--- Input data Enclosed Below ---

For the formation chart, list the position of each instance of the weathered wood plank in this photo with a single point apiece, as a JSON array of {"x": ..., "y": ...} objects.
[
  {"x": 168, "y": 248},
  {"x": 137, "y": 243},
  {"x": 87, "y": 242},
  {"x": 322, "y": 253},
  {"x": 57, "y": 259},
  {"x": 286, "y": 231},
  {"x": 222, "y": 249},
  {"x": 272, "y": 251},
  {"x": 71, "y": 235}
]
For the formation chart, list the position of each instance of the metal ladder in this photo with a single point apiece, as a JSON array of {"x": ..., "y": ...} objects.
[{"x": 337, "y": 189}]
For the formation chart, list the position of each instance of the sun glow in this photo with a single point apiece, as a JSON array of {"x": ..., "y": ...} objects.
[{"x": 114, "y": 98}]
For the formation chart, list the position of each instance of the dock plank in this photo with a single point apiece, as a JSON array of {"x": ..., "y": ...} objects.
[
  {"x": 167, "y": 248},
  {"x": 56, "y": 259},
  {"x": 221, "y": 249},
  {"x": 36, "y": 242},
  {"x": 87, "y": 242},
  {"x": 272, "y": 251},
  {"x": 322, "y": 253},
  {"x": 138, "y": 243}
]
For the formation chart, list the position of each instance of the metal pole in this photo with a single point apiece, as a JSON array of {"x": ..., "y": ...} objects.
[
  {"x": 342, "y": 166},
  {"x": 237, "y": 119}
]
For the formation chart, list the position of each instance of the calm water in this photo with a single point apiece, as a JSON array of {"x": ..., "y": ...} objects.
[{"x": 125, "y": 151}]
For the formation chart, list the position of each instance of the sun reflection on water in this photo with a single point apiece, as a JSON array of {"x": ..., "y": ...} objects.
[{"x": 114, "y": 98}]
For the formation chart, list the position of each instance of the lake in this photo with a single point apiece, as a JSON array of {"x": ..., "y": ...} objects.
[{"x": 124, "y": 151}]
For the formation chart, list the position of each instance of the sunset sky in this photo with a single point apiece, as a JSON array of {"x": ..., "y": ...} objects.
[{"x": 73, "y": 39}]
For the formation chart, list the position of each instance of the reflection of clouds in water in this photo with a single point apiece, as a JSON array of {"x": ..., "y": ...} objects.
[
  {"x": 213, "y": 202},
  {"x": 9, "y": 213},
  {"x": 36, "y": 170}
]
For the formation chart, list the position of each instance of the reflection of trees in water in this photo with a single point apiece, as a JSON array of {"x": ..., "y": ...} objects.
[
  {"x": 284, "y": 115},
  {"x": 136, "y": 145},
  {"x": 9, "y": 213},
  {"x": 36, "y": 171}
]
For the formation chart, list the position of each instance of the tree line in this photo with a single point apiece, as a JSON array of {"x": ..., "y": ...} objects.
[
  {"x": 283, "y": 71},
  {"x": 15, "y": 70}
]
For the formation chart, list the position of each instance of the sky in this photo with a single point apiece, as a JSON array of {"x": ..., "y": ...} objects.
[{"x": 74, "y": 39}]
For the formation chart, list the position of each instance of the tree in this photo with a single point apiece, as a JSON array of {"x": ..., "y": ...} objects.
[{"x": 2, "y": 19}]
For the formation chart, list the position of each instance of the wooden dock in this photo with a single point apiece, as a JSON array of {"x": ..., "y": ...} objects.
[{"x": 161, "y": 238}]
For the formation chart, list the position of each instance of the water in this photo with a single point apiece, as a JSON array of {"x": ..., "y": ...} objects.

--- End of Enclosed Input data ---

Every line of the listing is to be transcribed exactly.

Expected answer:
For the formation chart, list the position of each instance of the weathered wood plank in this photo with a single point apiece, as a JSON array of {"x": ..., "y": ...} objects.
[
  {"x": 168, "y": 248},
  {"x": 137, "y": 243},
  {"x": 87, "y": 242},
  {"x": 322, "y": 253},
  {"x": 57, "y": 259},
  {"x": 286, "y": 231},
  {"x": 222, "y": 249},
  {"x": 272, "y": 251},
  {"x": 71, "y": 235}
]
For the formation chart, list the position of each instance of the metal ladder in this photo with a single point apiece, as a JSON array of {"x": ..., "y": ...} objects.
[{"x": 337, "y": 189}]
For the formation chart, list the position of each instance of the sun glow in this photo with a single point apiece, as a JSON array of {"x": ..., "y": ...} objects.
[{"x": 114, "y": 98}]
For the formation chart, list the position of each instance of the dock plank in this photo with a single point apiece, as a JSON array of {"x": ..., "y": ...} objects.
[
  {"x": 167, "y": 248},
  {"x": 56, "y": 259},
  {"x": 221, "y": 249},
  {"x": 36, "y": 242},
  {"x": 87, "y": 242},
  {"x": 272, "y": 251},
  {"x": 322, "y": 253},
  {"x": 138, "y": 243}
]
For the formation chart, list the position of each instance of the metal pole in this photo with a single point apiece, as a JSON array of {"x": ..., "y": ...} objects.
[
  {"x": 342, "y": 166},
  {"x": 237, "y": 119}
]
For the formation chart, list the position of each instance of the calm water in this photo with a single point apiece, as a JSON array of {"x": ..., "y": ...} objects.
[{"x": 125, "y": 151}]
For the formation chart, list the position of each instance of the sun reflection on water in this photo with a single point apiece, as a JSON array of {"x": ..., "y": ...} objects.
[{"x": 114, "y": 98}]
For the formation chart, list the position of each instance of the lake in this photo with a single point apiece, as a JSON array of {"x": ..., "y": ...} objects.
[{"x": 124, "y": 151}]
For the formation chart, list the position of each instance of the sunset sky in this photo with a single point apiece, as a JSON array of {"x": ..., "y": ...} objects.
[{"x": 73, "y": 39}]
For the formation chart, list the position of each instance of the reflection of clouds in water in this photo with a single point apiece, as a JSON array of {"x": ..., "y": ...} objects.
[
  {"x": 213, "y": 202},
  {"x": 9, "y": 213},
  {"x": 36, "y": 170}
]
For the formation chart, list the position of each instance of the reflection of trees in water in this photo with a single point apiece, as a JSON array of {"x": ..., "y": ...} objects.
[
  {"x": 284, "y": 115},
  {"x": 136, "y": 145},
  {"x": 9, "y": 213},
  {"x": 36, "y": 171}
]
For the formation chart, list the position of each instance of the tree line in this photo with a single point apiece, as a JSON array of {"x": ..., "y": ...} objects.
[
  {"x": 283, "y": 71},
  {"x": 15, "y": 70}
]
For the formation chart, list the position of each instance of the sky in this photo with a single point apiece, as a JSON array of {"x": ..., "y": ...} objects.
[{"x": 74, "y": 39}]
For the formation chart, list the position of each instance of the tree in this photo with a single point apiece, as a JSON array of {"x": ..., "y": ...} objects.
[{"x": 2, "y": 19}]
For the formation chart, list the position of each instance of the wooden dock in this photo with a single point apiece, as a JSON array of {"x": ..., "y": ...} objects.
[{"x": 161, "y": 238}]
For the formation chart, list the position of each instance of the water in this photo with a single point apiece, as a JSON array of {"x": ..., "y": ...} objects.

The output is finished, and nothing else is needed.